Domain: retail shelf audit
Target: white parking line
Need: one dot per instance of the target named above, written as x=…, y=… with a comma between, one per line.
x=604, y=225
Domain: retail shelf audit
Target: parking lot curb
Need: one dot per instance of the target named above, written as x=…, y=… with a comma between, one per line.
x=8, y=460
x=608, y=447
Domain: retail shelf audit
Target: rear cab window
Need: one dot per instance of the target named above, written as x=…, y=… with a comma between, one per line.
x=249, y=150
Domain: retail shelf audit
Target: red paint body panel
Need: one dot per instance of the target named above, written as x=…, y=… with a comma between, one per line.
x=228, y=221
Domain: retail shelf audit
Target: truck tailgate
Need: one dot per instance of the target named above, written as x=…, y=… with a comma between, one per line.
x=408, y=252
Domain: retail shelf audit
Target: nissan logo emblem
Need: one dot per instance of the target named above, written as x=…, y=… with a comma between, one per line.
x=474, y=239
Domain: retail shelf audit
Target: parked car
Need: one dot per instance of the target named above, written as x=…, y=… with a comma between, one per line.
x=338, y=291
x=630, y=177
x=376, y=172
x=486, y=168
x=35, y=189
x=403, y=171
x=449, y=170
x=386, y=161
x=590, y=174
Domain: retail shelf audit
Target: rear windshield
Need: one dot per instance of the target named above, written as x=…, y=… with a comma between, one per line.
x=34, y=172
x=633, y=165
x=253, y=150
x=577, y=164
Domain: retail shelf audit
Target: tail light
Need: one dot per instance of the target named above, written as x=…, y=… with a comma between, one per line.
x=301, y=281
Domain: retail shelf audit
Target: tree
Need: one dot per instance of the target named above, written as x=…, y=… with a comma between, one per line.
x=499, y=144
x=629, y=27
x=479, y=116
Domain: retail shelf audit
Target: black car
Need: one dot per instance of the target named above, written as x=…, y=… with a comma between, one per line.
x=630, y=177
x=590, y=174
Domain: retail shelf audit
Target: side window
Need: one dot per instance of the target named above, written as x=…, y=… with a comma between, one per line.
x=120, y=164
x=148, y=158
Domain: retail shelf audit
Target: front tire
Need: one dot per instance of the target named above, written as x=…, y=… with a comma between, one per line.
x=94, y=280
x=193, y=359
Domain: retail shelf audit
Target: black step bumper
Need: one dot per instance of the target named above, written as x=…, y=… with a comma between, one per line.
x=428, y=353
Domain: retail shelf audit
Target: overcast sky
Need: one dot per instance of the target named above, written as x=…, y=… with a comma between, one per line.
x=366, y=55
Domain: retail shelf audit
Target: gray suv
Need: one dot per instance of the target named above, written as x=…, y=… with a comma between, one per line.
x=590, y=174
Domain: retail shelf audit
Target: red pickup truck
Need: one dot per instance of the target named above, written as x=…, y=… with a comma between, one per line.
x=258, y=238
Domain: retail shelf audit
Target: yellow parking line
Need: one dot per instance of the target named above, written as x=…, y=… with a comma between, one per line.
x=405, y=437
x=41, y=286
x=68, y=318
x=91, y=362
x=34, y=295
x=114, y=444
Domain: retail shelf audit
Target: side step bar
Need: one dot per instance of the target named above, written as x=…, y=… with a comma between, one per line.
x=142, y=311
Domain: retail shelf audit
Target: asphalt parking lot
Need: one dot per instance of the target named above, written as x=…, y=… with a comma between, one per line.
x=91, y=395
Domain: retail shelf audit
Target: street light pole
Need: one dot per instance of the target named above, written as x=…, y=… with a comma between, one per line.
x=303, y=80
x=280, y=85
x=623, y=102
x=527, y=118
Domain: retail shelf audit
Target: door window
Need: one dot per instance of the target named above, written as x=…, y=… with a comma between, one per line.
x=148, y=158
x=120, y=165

- WHAT IS EXPECTED
Copy the part of the items that opens with the first line and closes with the line containing "x=608, y=447", both ends included, subtracting 69 from every number in the point coordinates.

- PROBLEM SOLUTION
Domain: retail shelf audit
Target: white parking line
Need: one dot per instance of the target named above, written as x=…, y=… with a comma between, one per line.
x=535, y=156
Domain: retail shelf audit
Target: parking lot curb
Need: one dot per instance of the target named above, written as x=…, y=… with a comma between, one per line.
x=-61, y=391
x=539, y=378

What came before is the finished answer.